#### Work required:
Answer these questions about the passage on The Road Less Traveled.
(a) What was M. Scott Peck's profession?
(b) Which four things did Peck's patients describe as their problems?
(c) According to the quotation from Peck, what do we do while hoping our problems will go away?

#### Reading text:
=== Begin Enclosure ===
I just found myself, again, recommending The Road Less Traveled to someone in need of guidance. Yes, I know, this book is nearly forty years old. And yet, its advice is just as relevant and useful today as it was when the late M. Scott Peck wrote it.
Dr. Peck was a practicing psychiatrist, and this book had its origins in his actual experiences counseling people. At its heart, it’s about transcendence, and Peck wrote eloquently about the power of love to transform our lives and the importance of connecting to our higher power for true peace of mind. But he also provided some of the simplest and best advice I’ve ever read about finding the way to mental health. It’s advice that is so routinely ignored as to make it profound. It’s this:
The only way our problems will go away is if we solve them.
Obvious, yes. But Peck described how his patients would routinely resist this prescription for their unhappiness, wanting him to show them another way instead. They were looking for the shortcut that would make their lives go back to the way they used to be. Before they became so miserable.
Dr. Peck saw his work as helping his patients understand that things were never going back to the way they used to be. And that what they described as their problems — anxiety, sadness, discomfort, exhaustion — weren’t really the problems at all. They were the symptoms. “Rather than being the illness, the symptoms are the beginning of its cure,” he wrote. “The fact that they are unwanted makes them all the more a phenomenon of grace — a gift of God, a message from the unconscious, if you will, to initiate self-examination and repair.”
In order for his patients’ symptoms to go away, they were going to have to do the work of uncovering and then solving their actual problems. And this, he wrote, they often didn’t want to do.
“Fearing the pain involved, almost all of us, to a greater or lesser degree, attempt to avoid problems. We procrastinate, hoping that they will go away. We ignore them, forget them, pretend they do not exist.” In short, he wrote, “we attempt to get out of them rather than suffer through them.”
=== End Enclosure ===
#### Material supplied:
=== Begin Enclosure ===
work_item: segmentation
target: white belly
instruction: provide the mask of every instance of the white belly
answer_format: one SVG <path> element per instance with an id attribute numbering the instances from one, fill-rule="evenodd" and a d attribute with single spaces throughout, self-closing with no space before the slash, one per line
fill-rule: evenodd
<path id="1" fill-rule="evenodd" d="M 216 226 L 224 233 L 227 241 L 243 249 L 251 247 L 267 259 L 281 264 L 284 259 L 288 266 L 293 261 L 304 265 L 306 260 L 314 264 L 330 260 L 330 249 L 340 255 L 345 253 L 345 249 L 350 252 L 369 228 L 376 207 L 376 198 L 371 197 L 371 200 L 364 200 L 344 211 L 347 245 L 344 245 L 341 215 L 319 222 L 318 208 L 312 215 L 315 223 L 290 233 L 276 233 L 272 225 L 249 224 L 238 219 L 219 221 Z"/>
=== End Enclosure ===
#### Response to this exercise:
(a) He was a practicing psychiatrist.
(b) Anxiety, sadness, discomfort, and exhaustion.
(c) We procrastinate.